*Work to be completed*.
Copy everything in the data below exactly except the pictures.

*Input for this task*.

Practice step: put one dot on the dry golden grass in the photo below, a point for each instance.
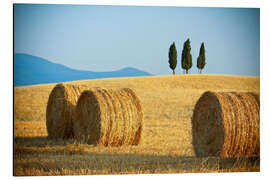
(108, 117)
(166, 139)
(227, 124)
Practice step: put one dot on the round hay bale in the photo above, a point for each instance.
(60, 110)
(109, 117)
(226, 124)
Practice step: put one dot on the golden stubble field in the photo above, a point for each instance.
(166, 145)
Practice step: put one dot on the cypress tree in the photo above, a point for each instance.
(186, 56)
(201, 58)
(173, 57)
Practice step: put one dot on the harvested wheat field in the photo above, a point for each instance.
(166, 142)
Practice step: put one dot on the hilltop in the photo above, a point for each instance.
(30, 70)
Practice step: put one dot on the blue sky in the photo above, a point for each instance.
(106, 38)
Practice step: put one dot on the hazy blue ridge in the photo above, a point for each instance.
(30, 70)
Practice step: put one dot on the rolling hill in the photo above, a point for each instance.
(30, 70)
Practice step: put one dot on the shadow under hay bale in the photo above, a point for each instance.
(60, 110)
(109, 117)
(227, 124)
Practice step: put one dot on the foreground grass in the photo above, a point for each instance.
(77, 159)
(166, 146)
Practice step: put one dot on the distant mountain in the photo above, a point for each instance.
(29, 70)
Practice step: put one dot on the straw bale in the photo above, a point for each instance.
(109, 117)
(227, 124)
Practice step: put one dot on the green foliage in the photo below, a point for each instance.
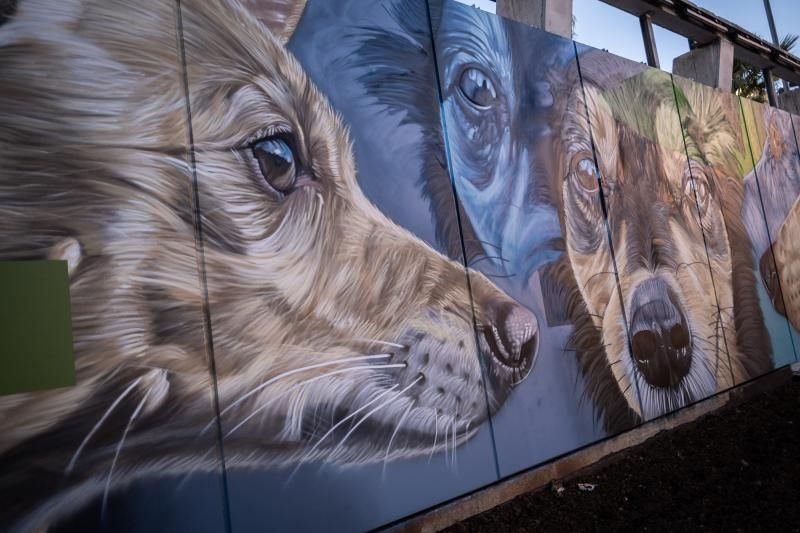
(748, 81)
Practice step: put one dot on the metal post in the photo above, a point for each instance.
(771, 21)
(769, 83)
(649, 40)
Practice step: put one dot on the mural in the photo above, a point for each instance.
(333, 264)
(718, 138)
(500, 84)
(95, 170)
(341, 340)
(774, 183)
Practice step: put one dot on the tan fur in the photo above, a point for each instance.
(787, 259)
(720, 358)
(321, 309)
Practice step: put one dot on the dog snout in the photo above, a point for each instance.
(512, 334)
(661, 340)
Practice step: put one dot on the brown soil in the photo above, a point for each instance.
(734, 470)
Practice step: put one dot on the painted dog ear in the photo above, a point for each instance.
(279, 16)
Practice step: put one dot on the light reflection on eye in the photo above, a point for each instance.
(477, 88)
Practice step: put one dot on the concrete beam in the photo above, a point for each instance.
(769, 85)
(711, 64)
(790, 101)
(554, 16)
(649, 39)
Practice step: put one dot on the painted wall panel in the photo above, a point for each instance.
(774, 186)
(345, 346)
(717, 142)
(670, 333)
(95, 170)
(504, 87)
(333, 262)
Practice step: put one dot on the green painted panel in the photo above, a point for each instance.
(35, 326)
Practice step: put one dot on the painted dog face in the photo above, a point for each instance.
(337, 335)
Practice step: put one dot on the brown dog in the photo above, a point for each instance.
(685, 322)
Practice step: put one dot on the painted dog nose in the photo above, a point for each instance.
(513, 337)
(660, 337)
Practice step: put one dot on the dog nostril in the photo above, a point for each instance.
(512, 336)
(679, 337)
(644, 346)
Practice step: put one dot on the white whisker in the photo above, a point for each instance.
(381, 406)
(131, 420)
(435, 437)
(293, 372)
(99, 423)
(385, 343)
(345, 419)
(304, 383)
(391, 439)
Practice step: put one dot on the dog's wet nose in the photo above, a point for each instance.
(512, 335)
(661, 341)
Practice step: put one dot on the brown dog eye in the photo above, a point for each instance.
(585, 174)
(277, 163)
(477, 88)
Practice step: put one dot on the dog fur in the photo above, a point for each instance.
(509, 222)
(655, 209)
(337, 335)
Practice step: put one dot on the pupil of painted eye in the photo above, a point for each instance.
(586, 174)
(277, 163)
(477, 88)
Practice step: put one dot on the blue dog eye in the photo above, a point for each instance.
(477, 88)
(277, 163)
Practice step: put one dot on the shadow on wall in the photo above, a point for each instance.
(336, 291)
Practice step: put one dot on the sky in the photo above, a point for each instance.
(602, 26)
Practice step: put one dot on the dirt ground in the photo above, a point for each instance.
(734, 470)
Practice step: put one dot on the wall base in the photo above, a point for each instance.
(590, 458)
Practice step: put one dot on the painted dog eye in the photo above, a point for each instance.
(584, 172)
(477, 88)
(277, 163)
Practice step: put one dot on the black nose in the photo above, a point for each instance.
(662, 344)
(512, 334)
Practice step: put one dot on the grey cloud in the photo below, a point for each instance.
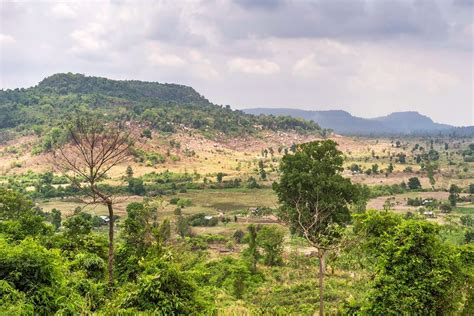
(259, 4)
(356, 55)
(349, 19)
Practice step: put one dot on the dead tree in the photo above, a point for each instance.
(93, 148)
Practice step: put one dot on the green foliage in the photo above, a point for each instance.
(454, 191)
(135, 186)
(140, 228)
(415, 272)
(13, 204)
(162, 289)
(182, 226)
(252, 252)
(93, 265)
(311, 187)
(34, 275)
(56, 218)
(201, 219)
(78, 225)
(270, 238)
(414, 183)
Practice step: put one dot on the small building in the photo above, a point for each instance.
(429, 214)
(105, 219)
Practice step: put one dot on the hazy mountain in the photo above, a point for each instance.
(343, 122)
(164, 107)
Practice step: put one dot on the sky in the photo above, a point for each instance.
(368, 57)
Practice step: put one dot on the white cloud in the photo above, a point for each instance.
(6, 39)
(308, 67)
(168, 60)
(253, 66)
(63, 11)
(89, 40)
(202, 66)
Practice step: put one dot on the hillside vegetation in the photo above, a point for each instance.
(191, 208)
(161, 106)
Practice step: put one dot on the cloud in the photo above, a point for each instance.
(368, 57)
(89, 41)
(158, 58)
(6, 39)
(63, 11)
(308, 67)
(253, 66)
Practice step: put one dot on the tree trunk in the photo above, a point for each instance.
(321, 281)
(111, 244)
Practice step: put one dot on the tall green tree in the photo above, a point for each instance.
(416, 274)
(270, 238)
(314, 197)
(454, 191)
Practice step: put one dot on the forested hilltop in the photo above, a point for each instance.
(161, 106)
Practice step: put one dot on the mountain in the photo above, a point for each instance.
(343, 122)
(164, 107)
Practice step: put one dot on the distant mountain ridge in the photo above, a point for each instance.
(160, 106)
(343, 122)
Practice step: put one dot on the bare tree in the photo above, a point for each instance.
(94, 147)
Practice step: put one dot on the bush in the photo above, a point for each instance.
(202, 219)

*Reply to the exercise*.
Practice step: put one dot on the dry golden grass in the photo below, a point for each instance.
(108, 117)
(166, 139)
(227, 124)
Practice step: put one dot on the round hay bale in the photo above, a point for each instance.
(60, 110)
(109, 117)
(226, 124)
Practice step: put one dot on the golden stubble field in the photo above, a point for each instance.
(166, 145)
Practice step: put one dot on the cypress tree in the photo above, a point for each instance.
(186, 56)
(201, 58)
(173, 57)
Practice step: put one dot on the harvested wheat field in the photo above, a point for each instance.
(166, 142)
Practice step: put one dot on the hilltop in the photo above, a point for each instance.
(30, 70)
Practice step: put one dot on the blue sky in the photo above, a point for each instance.
(106, 38)
Practice step: put one dot on the hazy blue ridge in the photo above, a point for each instance.
(30, 70)
Practice step: put one dot on the rolling hill in the photo above, a point for each instance.
(30, 70)
Practice step: put one dot on the shadow under hay bale in the photo above, a point for each instance.
(60, 110)
(109, 117)
(227, 124)
Practice step: put one dot on the foreground grass in the photo above, a point for each instance.
(77, 159)
(166, 146)
Practice step: put one dot on the distant mountain in the photo above, a point for each instance.
(29, 70)
Practice step: put one dot on the straw bale in the photo above, a point for each instance.
(109, 117)
(227, 124)
Practice step: put one dot on the green foliage in the photo below, a point for each instance.
(748, 81)
Practice step: put one dot on the metal post in the photo above, a point for each instance.
(771, 21)
(769, 83)
(649, 40)
Practice step: put one dot on the mural in the photo above, a point for each instance.
(333, 264)
(718, 138)
(500, 84)
(95, 170)
(341, 340)
(774, 183)
Practice step: put one dot on the tan fur in the photo above, a point for each instance.
(787, 259)
(720, 358)
(321, 309)
Practice step: put one dot on the dog snout in the photo above, a point for each instance.
(512, 334)
(661, 340)
Practice step: put one dot on the brown soil in the photo above, a point for each instance.
(734, 470)
Practice step: put one dot on the painted dog ear in the photo above, a point for each instance.
(279, 16)
Practice step: put one dot on the light reflection on eye in the photo above, a point for each instance.
(477, 88)
Practice step: put one dot on the concrete beam in the photo above, a point for each instance.
(769, 85)
(711, 64)
(790, 101)
(554, 16)
(649, 39)
Practice step: put one dot on the painted wall panel in the photo above, a point for each instance.
(774, 186)
(345, 346)
(717, 142)
(670, 333)
(95, 170)
(504, 87)
(333, 262)
Practice step: put one dot on the green painted panel in the photo above, a point for each instance.
(35, 326)
Practice step: put one dot on the painted dog face in the photo above, a point for each instance.
(337, 335)
Practice step: put one dot on the brown dog in the photo above, a point for each instance.
(685, 322)
Practice step: put one dot on the painted dog nose in the photo above, a point for each instance.
(513, 337)
(660, 337)
Practice step: put one dot on the dog nostril in the photo above, a point for each instance.
(512, 336)
(679, 337)
(644, 346)
Practice step: put one dot on the white whisker in the photo above, a point for each instance.
(381, 406)
(131, 420)
(435, 437)
(293, 372)
(99, 423)
(385, 343)
(345, 419)
(304, 383)
(391, 439)
Practice step: put one dot on the dog's wet nose in the photo above, a point for each instance.
(512, 335)
(661, 341)
Practice step: put one dot on the brown dog eye in the photo above, a point for each instance.
(585, 174)
(277, 163)
(477, 88)
Practice step: put one dot on the dog fur in the photo above, a point for each instance.
(509, 222)
(655, 209)
(337, 335)
Practice step: put one dot on the pupil of painted eye in the photo above, a point for each instance.
(586, 174)
(277, 163)
(477, 88)
Practice step: put one dot on the blue dog eye in the photo above, a point for each instance.
(477, 88)
(277, 163)
Practice step: put one dot on the shadow on wall in the photo above, a point for each instance.
(336, 291)
Practice step: put one dot on the sky in the photo above, a point for each instance.
(602, 26)
Practice step: put one dot on the dirt ground in the photo above, a point for each instance.
(734, 470)
Practice step: put one dot on the wall base in the photo above, a point for each instance.
(590, 458)
Practice step: put one dot on the painted dog eye in the photo above, a point for each instance.
(584, 172)
(477, 88)
(277, 163)
Practice step: put one dot on the black nose in the photo above, a point for each instance.
(662, 344)
(512, 334)
Practice step: put one dot on the grey cloud in the photo below, a point for each instance.
(259, 4)
(356, 55)
(349, 19)
Practice step: put one dot on the dead tree in the photo above, a point for each instance.
(93, 148)
Practice step: put one dot on the green foliage in the photo above, a point for each instance.
(454, 191)
(135, 186)
(140, 228)
(415, 272)
(13, 204)
(162, 289)
(182, 226)
(252, 252)
(93, 265)
(311, 187)
(34, 275)
(56, 218)
(201, 219)
(78, 225)
(270, 238)
(414, 183)
Practice step: put one dot on the small building in the photo above, a point for each instance.
(429, 214)
(105, 219)
Practice step: put one dot on the hazy mountain in the photo above, a point for each instance.
(343, 122)
(164, 107)
Practice step: put one dot on the sky in the photo above, a point for each instance.
(368, 57)
Practice step: put one dot on the white cloud in the photo above, a point for each instance.
(6, 39)
(308, 67)
(168, 60)
(253, 66)
(63, 11)
(89, 40)
(202, 66)
Practice step: put one dot on the hillside vegetation in the photo above, a point for each instance.
(191, 208)
(161, 106)
Practice step: put one dot on the cloud in the photo above, a point for each instance.
(368, 57)
(89, 41)
(158, 58)
(6, 39)
(63, 11)
(308, 67)
(253, 66)
Practice step: put one dot on the tree trunk in the photo above, a point for each instance.
(321, 281)
(111, 244)
Practice step: put one dot on the tall green tree in the photo above, a point for each instance.
(416, 274)
(270, 238)
(314, 197)
(454, 191)
Practice step: put one dot on the forested hilltop in the photo above, a point for each instance.
(161, 106)
Practice step: put one dot on the mountain in the photo above, a point for each instance.
(343, 122)
(164, 107)
Practice step: put one dot on the distant mountain ridge in the photo above, a point for each instance.
(160, 106)
(343, 122)
Practice step: put one dot on the bare tree in the photo above, a point for each instance.
(94, 147)
Practice step: put one dot on the bush in the photo above, a point for each instance.
(202, 219)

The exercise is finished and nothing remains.